__Selected extract__
___

Formant was defined by Gunnar Fant (1960): ‘The spectral peaks of the sound spectrum | P( f ) | are called formants’.

Benade (1976) writes: ‘The peaks that are observed in the spectrum envelope are called formants’.

In its standards for acoustical terminology, the Acoustical Society of America (1994) defines formant thus: “Of a complex sound, a range of frequencies in which there is an absolute or relative maximum in the sound spectrum. Unit, hertz (HZ). NOTE-The frequency at the maximum is the formant frequency.” (Wolfe, n.d.)

“Does it matter? For the voice, a resonance at a frequency R( i ) gives rise to a spectral maximum at frequency F( i ) which may produce in a filter model a pole at frequency P( i ). Usually, the three frequencies have similar values. However, as Fant observed, they are conceptually distinct. Let’s take some examples:

     Consider a vocal tract with a resonance at 500 Hz, which is being excited by the larynx producing a fundamental frequency of 1 kHz (near C6, the high C for sopranos). There is no spectral maximum at 500 Hz. In this case there is a resonance R1 but no corresponding spectral peak F1. Here of course the difference does matter.

___

__Dataset extract__
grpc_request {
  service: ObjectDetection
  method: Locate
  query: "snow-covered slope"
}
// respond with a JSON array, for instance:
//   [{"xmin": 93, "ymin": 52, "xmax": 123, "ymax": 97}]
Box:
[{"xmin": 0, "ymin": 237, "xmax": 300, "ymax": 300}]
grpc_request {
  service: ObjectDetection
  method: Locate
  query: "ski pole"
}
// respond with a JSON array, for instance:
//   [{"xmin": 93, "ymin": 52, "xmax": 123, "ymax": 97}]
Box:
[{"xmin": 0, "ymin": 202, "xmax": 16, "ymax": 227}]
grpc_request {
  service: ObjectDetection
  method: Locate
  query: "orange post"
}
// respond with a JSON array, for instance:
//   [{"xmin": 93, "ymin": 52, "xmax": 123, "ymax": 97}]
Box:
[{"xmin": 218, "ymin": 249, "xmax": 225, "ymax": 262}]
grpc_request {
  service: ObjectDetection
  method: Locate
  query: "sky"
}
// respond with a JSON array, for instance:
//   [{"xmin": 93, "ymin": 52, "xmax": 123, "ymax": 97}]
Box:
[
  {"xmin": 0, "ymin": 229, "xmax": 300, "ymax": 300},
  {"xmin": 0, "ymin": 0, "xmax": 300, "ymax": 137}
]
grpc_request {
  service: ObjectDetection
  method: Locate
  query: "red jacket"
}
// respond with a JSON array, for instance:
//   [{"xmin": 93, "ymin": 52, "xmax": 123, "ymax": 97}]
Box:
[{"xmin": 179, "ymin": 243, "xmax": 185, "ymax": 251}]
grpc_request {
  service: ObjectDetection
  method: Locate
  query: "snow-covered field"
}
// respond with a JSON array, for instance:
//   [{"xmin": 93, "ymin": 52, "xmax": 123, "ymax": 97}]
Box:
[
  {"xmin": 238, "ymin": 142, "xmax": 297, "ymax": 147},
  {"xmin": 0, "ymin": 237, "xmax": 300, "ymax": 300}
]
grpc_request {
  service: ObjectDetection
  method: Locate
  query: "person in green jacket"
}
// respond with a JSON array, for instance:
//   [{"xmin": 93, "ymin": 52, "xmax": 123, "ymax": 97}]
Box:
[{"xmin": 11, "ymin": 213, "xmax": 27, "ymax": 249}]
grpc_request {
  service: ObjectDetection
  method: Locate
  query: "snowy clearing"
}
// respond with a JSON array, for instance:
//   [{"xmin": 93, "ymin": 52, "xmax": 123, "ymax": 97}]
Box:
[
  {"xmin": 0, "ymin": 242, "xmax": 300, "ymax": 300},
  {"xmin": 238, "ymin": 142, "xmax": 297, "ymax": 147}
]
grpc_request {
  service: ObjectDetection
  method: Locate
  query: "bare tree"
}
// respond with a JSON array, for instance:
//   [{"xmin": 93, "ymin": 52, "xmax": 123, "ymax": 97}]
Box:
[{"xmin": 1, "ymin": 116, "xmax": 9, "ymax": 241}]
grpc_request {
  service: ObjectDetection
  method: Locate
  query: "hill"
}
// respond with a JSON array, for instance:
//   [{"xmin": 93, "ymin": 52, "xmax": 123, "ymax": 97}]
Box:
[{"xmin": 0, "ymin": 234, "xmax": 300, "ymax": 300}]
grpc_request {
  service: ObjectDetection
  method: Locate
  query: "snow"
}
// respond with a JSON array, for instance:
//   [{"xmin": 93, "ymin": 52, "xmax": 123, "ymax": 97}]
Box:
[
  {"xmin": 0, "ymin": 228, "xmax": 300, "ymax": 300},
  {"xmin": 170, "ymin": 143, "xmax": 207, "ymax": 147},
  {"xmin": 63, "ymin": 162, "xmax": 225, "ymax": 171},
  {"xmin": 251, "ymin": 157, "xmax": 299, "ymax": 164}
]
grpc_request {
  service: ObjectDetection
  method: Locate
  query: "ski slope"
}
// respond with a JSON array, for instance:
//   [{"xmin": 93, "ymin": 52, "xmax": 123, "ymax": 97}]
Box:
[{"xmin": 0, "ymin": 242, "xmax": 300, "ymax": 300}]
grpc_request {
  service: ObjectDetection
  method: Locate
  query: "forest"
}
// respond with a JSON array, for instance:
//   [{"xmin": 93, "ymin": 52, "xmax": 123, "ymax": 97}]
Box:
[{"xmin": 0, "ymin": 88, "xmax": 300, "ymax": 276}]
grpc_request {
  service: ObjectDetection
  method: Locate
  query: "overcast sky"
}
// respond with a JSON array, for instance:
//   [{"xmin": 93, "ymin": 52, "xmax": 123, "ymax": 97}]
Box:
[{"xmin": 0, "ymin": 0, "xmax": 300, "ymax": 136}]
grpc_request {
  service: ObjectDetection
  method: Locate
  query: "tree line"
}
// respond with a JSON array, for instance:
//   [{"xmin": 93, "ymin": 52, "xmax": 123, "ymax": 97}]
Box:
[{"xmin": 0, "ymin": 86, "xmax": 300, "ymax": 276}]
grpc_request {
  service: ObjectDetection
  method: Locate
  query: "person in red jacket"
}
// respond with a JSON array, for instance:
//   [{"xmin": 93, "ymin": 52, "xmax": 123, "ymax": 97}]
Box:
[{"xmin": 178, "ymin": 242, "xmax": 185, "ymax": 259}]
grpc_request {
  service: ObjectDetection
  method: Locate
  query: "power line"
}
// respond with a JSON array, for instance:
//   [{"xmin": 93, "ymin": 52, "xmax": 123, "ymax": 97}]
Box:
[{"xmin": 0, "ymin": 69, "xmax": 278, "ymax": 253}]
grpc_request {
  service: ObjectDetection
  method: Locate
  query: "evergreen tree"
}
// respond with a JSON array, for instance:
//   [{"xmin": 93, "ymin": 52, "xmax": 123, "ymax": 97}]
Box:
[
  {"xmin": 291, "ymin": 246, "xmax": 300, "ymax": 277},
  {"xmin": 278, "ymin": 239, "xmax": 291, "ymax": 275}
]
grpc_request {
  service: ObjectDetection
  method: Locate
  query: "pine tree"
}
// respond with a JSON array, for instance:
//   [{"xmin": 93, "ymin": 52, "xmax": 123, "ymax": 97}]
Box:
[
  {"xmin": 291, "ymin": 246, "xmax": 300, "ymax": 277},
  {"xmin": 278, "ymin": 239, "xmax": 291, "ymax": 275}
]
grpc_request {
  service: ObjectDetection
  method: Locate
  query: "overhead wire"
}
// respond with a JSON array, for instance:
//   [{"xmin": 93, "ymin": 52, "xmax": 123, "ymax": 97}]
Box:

___

__Goal of the exercise__
In the passage on defining formants, replace "formants" with "resonances" and write out the text between "Formant was defined" and "envelope are called formants’.", inclusive. The data isn't needed for this.

__Answer__
Formant was defined by Gunnar Fant (1960): ‘The spectral peaks of the sound spectrum | P( f ) | are called resonances’.

Benade (1976) writes: ‘The peaks that are observed in the spectrum envelope are called resonances’.